Task brief ::
Copy, from the data below, every line that has "each" in it.

Records for the task ::
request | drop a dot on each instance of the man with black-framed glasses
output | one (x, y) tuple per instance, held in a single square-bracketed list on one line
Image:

* * *

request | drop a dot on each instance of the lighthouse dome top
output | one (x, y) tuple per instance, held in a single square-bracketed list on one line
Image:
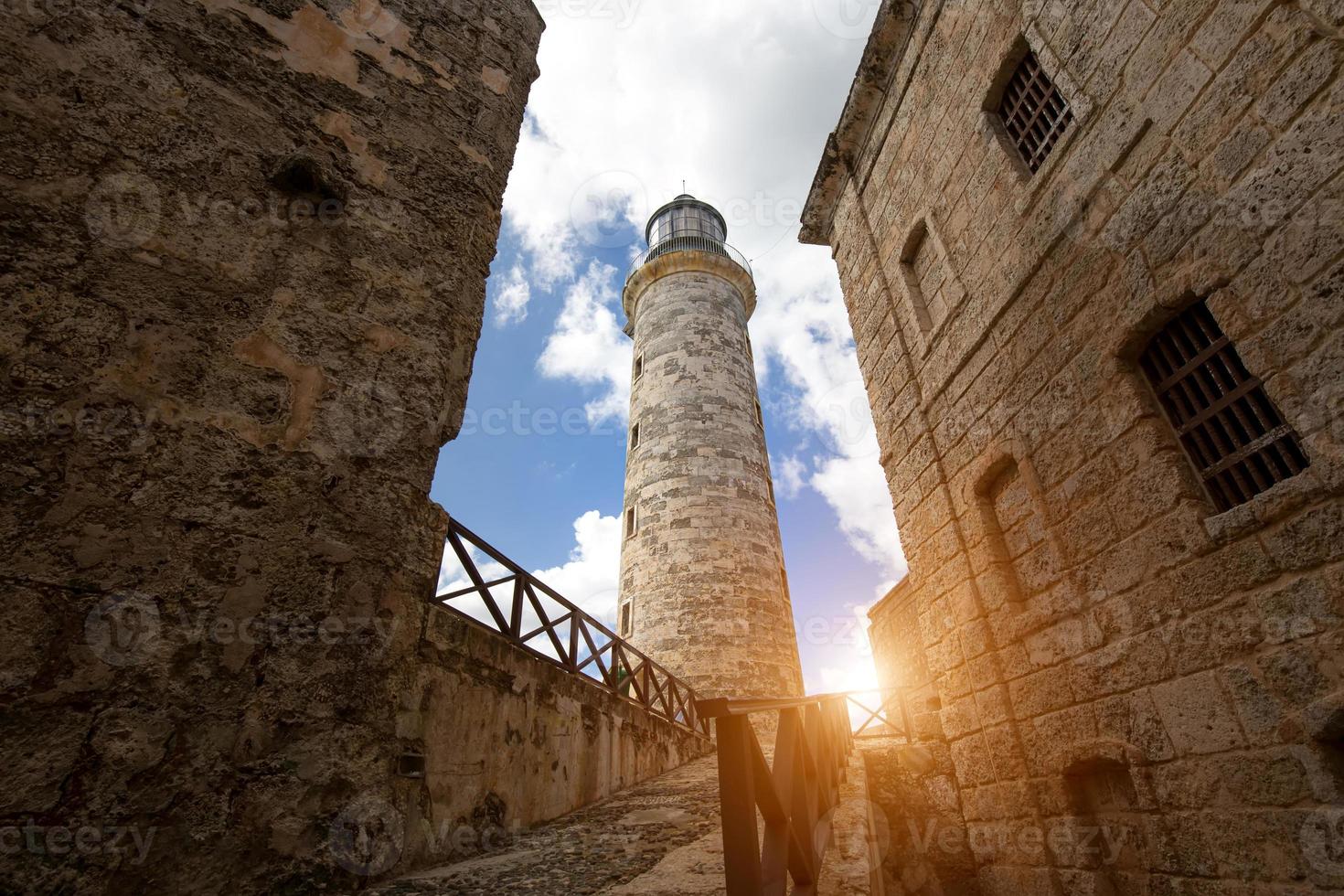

Problem solution ::
request | drop a dot on each instance of the man with black-framed glasses
request | drop a dot on each instance of the lighthouse dome top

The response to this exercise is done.